TAREAS ESCRITAS =>
a - ¿Puedes editar el fragmento sobre los escándalos de corrupción entre "En el episodio" y "los medios informativos.", ambos incluidos, reescribiendo ese tramo con "tormenta" en lugar de "crisis"?
b - ¿Puedes retomar el fragmento sobre los escándalos de corrupción y seguir escribiéndolo a partir de su última frase?

FRAGMENTO DE ORIGEN =>
Tras la revelación, Bejarano anunció su
salida, con licencia, de la ALDF y, unas horas más tarde, su dimisión
al Partido de la Revolución Democrática (PRD); el periodista
Javier Solórzano renunció a la dirección de El
Independiente, propiedad de Ahumada Kurtz; Leticia Robles Colín
negó haber recibido el dinero de Ahumada que, según Bejarano,
le entregó a la ahora jefa delegacional en Alvaro Obregón
para su campaña política.
En el episodio han debido intervenir, de una u otra manera,
las procuradurías General de Justicia del DF y General de la República,
el CEN del PRD, la Comisión Permanente del Congreso de la Unión
y el Instituto Electoral del Distrito Federal (IEDF), entre otras instituciones,
y la crisis desatada, sobra decirlo, no sólo afecta al gobierno
capitalino y al PRD local y nacional, sino a la generalidad de la vida
política y a los medios informativos.
La primera e inevitable conclusión, luego de los
escándalos acumulados -los desvíos del Pemexgate, los
financiamientos ilícitos de Amigos de Fox, las indemnizaciones multimillonarias
en perjuicio del Estado logradas por Diego Fernández de Cevallos
para clientes de su despacho, los tráficos de influencias de Guido
Belsasso, los dispendios en la representación ante la OCDE, los
desvíos de fondos públicos hacia la fundación Vamos
México, las mordidas solicitadas por Jorge Emilio González
Martínez, los viajes a Las Vegas de Ponce Meléndez, las entregas
de efectivo de Ahumada Kurtz a Bejarano-, es que la corrupción y
la inmoralidad en todas las instancias de la administración pública
son una lacra mucho más grande y mucho más grave de lo que
la clase política solía admitir. Para que puedan realizarse
guerras de lodo, el primer requisito es que haya lodo y, en las instituciones
de la República, éste no escasea.
Desde otra perspectiva, resulta meridianamente claro que
las más recientes revelaciones sensacionalistas de actos de corrupción
no son, de manera alguna, expresiones de espíritu cívico;
por el contrario, son, en sí mismas, una forma corrupta y distorsionada
de remplazar la política con el escándalo o de pugnar por
intereses personales o facciosos de poder y dinero. En un entorno caracterizado
por la falta de ideas y programas, por la indigencia ideológica,
por el mercantilismo partidario y el gerencialismo como actitud de gobierno,
puede resultar tentador ahorrarse el debate con el adversario y buscar
su destrucción mediante emboscadas mediáticas como las que
la opinión pública se ha visto obligada a presenciar en estos
días.

[Entradas de datos]
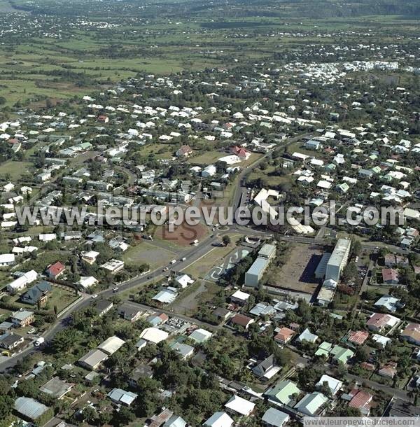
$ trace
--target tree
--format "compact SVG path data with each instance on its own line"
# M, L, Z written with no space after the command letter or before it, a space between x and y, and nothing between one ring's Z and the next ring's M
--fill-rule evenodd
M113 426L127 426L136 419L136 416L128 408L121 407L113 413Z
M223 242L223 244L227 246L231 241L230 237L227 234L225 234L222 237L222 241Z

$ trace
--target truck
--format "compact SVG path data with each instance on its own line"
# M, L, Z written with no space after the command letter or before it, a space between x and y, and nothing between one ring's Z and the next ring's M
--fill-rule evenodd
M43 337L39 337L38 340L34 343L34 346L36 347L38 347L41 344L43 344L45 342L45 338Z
...
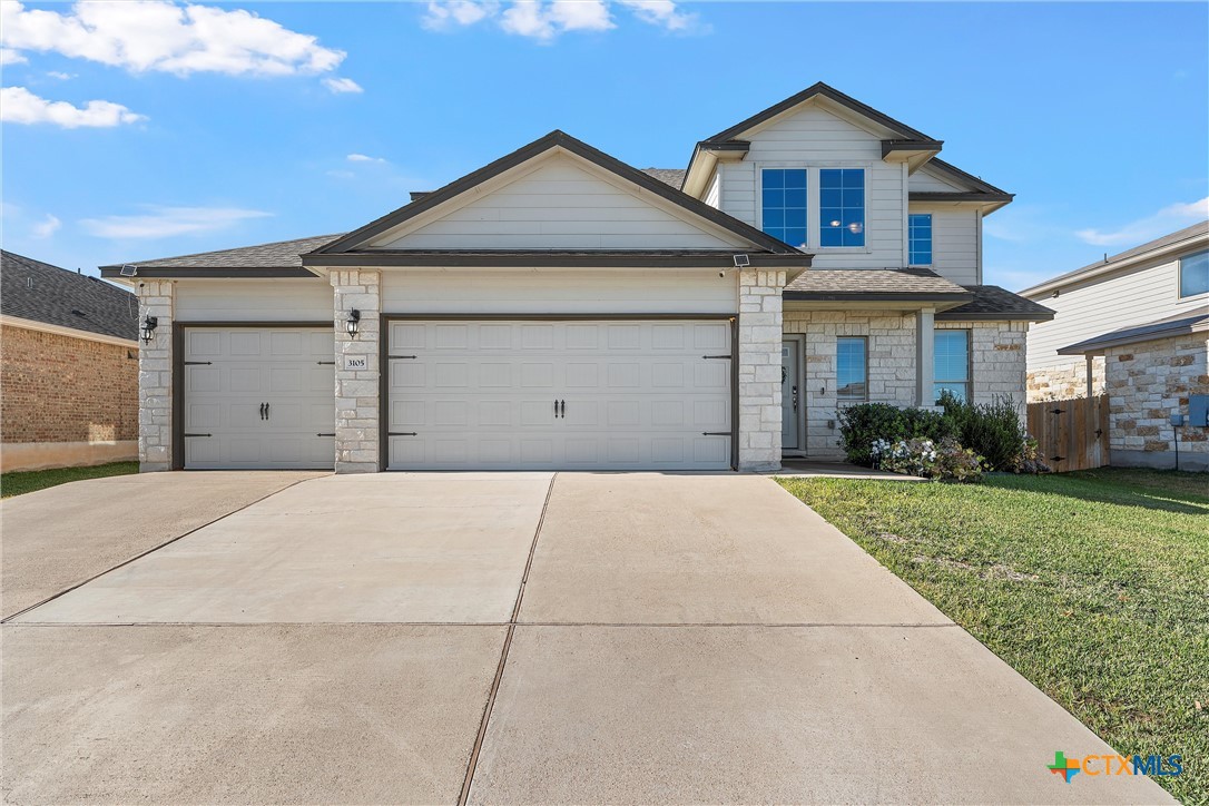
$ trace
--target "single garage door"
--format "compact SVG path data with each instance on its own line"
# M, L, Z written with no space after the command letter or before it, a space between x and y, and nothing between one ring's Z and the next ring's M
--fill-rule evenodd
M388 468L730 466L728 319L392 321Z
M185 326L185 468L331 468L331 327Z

LISTA DE RESPUESTAS =>
a -
En el episodio han debido intervenir, de una u otra manera,
las procuradurías General de Justicia del DF y General de la República,
el CEN del PRD, la Comisión Permanente del Congreso de la Unión
y el Instituto Electoral del Distrito Federal (IEDF), entre otras instituciones,
y la tormenta desatada, sobra decirlo, no sólo afecta al gobierno
capitalino y al PRD local y nacional, sino a la generalidad de la vida
política y a los medios informativos.

b -
Ante la carencia de argumentos para cuestionar propuestas
y tendencias políticas, se recurre a las labores de minería
en las cloacas, al espionaje y a la emergencia de unos trapos demasiado
sucios, si no es que abiertamente delictivos, para ser considerados asuntos
privados o personales.
En esta ocasión, los priístas, conocedores
históricos de los usos y abusos del poder, han colocado el dedo
en la llaga al señalar la responsabilidad del gobierno federal en
este grave enrarecimiento de la vida institucional. En efecto, da la impresión
de que en las esferas del Ejecutivo federal no sólo no se percibe
la gravedad de la destrucción sistemática de la credibilidad
institucional, sino que el fenómeno se recibe con cierto regocijo.
Los medios informativos, por su parte, con el rating
y la circulación en mente, aceptan gustosos participar en la
cacería de figuras políticas y en la recolección y
difusión de inmundicias. En el menos peor de los supuestos, los
periodistas involucrados en tales actividades no reparan en la forma en
que son utilizados por intereses no siempre identificados ni se preocupan
por la distorsión que introducen en su propia tarea informativa.
Pero es posible, también, que algunos medios establezcan con sus
fuentes de videos delatores tratos tan inconfesables como los que se retratan
en las propias cintas. Sea como fuere, si en lo inmediato la rutina de
la revelación sensacionalista está causando un daño
severísimo a la moral pública y a la vida republicana, más
temprano que tarde producirá un desgaste equivalente en la credibilidad
del oficio periodístico. Ello no significa exculpar en modo alguno
a los políticos y funcionarios, responsables principales de la corrupción,
diseñadores de los escándalos y autores de su propio descrédito.